*** Data Section Begins ***

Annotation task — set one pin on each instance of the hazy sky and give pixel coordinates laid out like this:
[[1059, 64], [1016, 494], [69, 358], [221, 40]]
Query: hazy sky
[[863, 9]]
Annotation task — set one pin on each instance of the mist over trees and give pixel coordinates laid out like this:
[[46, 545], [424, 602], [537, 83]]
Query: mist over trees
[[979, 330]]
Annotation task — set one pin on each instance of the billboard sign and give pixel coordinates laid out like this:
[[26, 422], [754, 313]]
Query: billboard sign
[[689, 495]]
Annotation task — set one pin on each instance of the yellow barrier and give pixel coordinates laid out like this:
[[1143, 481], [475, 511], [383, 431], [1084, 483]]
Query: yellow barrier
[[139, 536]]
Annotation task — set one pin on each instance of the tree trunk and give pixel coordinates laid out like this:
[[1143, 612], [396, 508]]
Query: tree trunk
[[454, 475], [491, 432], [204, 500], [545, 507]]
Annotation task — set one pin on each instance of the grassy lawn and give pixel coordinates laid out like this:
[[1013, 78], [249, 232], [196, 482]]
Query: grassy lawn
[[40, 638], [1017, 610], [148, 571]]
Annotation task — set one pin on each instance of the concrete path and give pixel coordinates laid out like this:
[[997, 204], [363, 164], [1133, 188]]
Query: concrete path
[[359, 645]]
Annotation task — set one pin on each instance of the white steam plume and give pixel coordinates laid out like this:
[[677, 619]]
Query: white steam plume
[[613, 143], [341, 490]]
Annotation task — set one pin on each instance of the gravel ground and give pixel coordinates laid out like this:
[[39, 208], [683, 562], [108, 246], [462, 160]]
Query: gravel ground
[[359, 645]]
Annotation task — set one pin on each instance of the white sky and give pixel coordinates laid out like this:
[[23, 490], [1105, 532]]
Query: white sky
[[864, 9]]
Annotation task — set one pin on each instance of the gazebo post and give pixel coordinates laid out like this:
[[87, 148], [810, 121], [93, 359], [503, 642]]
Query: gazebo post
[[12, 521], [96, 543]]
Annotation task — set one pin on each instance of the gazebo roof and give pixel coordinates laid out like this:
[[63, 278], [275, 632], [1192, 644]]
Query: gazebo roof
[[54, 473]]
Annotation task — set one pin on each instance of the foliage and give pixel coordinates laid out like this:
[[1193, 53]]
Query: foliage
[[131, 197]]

*** Data Section Ends ***

- [What is required] Only the lines from the one with "Query: concrete path" through the final line above belong in the answer, each reproduced word for word.

- [Answer section]
Query: concrete path
[[359, 645]]
Annotation task — set one pin on each instance of the white steam plume and give pixel coordinates laid out like this:
[[677, 619]]
Query: white steam plume
[[613, 143], [341, 490]]
Annotation task — set one pin on each instance of the gravel ground and give pixel coordinates laid out like this:
[[39, 208], [683, 562], [108, 246], [462, 160]]
Query: gravel ground
[[359, 645]]
Annotation task — set one pin on each instance of the white sky and give pixel coordinates laid out like this:
[[23, 490], [1105, 532]]
Query: white sky
[[864, 9]]
Annotation task — set one pin on each instance of the gazebo post and give pixel coordinates laid out like this:
[[87, 148], [810, 121], [93, 359], [503, 642]]
Query: gazebo post
[[12, 521], [96, 543]]
Annotation task — set one pin on each instance of the gazebo roof and give pixel coordinates laid out like this:
[[63, 278], [275, 632], [1192, 644]]
Query: gazebo roof
[[54, 473]]
Annotation task — set one pin on each instance of the foliage and give pixel coordinates laid out like this:
[[1193, 53]]
Query: foliage
[[131, 197]]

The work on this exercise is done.